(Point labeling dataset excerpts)
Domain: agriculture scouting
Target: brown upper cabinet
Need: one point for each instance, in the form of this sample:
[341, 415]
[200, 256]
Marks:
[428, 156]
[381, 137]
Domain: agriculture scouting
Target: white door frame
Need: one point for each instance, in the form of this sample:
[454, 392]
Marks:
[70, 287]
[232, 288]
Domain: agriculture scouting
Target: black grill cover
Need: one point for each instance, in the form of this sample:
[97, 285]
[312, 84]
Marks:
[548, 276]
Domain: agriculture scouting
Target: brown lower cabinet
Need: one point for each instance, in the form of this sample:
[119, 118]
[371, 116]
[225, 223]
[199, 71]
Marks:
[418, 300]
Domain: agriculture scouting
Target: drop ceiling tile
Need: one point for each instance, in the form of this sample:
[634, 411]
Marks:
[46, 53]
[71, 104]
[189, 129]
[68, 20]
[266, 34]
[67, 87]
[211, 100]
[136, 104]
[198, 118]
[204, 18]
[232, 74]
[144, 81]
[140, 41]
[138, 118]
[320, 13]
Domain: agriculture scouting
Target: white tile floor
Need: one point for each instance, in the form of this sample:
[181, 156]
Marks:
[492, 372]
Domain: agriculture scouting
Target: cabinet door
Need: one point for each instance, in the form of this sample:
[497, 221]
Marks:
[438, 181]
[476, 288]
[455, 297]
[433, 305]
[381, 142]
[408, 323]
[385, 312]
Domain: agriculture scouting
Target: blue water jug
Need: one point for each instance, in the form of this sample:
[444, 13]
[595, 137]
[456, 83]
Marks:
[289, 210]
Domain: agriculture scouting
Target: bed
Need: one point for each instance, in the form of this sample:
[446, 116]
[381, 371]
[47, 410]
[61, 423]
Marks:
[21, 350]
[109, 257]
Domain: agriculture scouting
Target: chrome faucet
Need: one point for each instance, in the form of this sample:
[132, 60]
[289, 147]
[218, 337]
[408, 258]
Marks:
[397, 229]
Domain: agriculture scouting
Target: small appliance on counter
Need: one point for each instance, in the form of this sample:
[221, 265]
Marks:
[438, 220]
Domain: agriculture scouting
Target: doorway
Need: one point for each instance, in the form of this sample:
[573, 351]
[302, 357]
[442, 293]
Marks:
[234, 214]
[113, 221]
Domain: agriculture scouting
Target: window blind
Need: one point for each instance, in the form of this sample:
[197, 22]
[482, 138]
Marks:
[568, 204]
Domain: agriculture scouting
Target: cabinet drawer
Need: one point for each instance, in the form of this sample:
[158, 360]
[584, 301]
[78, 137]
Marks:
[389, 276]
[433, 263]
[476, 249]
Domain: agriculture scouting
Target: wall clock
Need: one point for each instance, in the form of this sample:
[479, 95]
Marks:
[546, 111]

Task instructions :: Quote all the records exactly, please, leaving none out.

Exercise answer ::
Domain: agriculture scouting
Target: brown upper cabinet
Need: one point for each instance, in the form of this sample:
[341, 415]
[200, 256]
Marks:
[428, 156]
[381, 137]
Domain: agriculture scouting
Target: white door frame
Need: one point for each instance, in the form of this sample:
[454, 392]
Marks:
[70, 287]
[232, 288]
Domain: agriculture scouting
Target: black grill cover
Need: one point for each instance, in the form of this sample:
[97, 285]
[312, 84]
Marks:
[548, 276]
Domain: agriculture scouting
Target: brown lower cabinet
Need: one point for each instance, in the form of this sample:
[119, 118]
[371, 116]
[225, 223]
[199, 71]
Marks:
[418, 300]
Domain: agriculture scouting
Target: drop ceiling tile
Need: one point for each instance, in the form of this sample:
[634, 411]
Marks:
[46, 53]
[71, 104]
[189, 129]
[68, 20]
[266, 34]
[67, 87]
[211, 100]
[136, 104]
[198, 118]
[204, 18]
[232, 74]
[144, 81]
[140, 41]
[138, 118]
[320, 13]
Domain: agriculture scouting
Target: white tile floor
Need: one point for each instance, in the form of this sample:
[181, 156]
Marks:
[492, 372]
Domain: agriculture scouting
Target: cabinet door
Need: one point for each instance, in the form of this sample:
[497, 221]
Marks:
[438, 181]
[476, 288]
[455, 297]
[433, 305]
[381, 142]
[408, 323]
[385, 312]
Domain: agriculture scouting
Target: blue water jug
Need: one point for each instance, in the form of this sample:
[444, 13]
[595, 137]
[456, 83]
Marks:
[289, 210]
Domain: agriculture scouting
Target: bed
Need: one point for each instance, in the form of this sample:
[446, 116]
[381, 371]
[47, 410]
[61, 423]
Marks:
[21, 350]
[109, 257]
Domain: agriculture scouting
Target: chrome faucet
Need: one point for each instance, in the form of this sample:
[132, 60]
[289, 147]
[218, 337]
[408, 258]
Marks:
[397, 229]
Domain: agriculture scouting
Target: small appliance on counter
Need: one point for each instance, in the form of this sample:
[221, 265]
Marks:
[438, 220]
Domain: agriculture scouting
Target: doorway
Need: one point for each instance, in the form of this sample:
[573, 351]
[302, 357]
[442, 293]
Marks:
[234, 214]
[113, 221]
Domain: agriculture scouting
Target: window blind
Need: one point for each instance, in the form of this sample:
[197, 22]
[482, 138]
Marks:
[568, 204]
Domain: agriculture scouting
Target: cabinet drawer
Need: one point for each instance, in the form of this sample:
[158, 360]
[584, 301]
[78, 137]
Marks:
[389, 276]
[433, 263]
[476, 249]
Domain: agriculture scouting
Target: wall clock
Need: one point for each instance, in the form of this sample:
[479, 95]
Marks:
[546, 111]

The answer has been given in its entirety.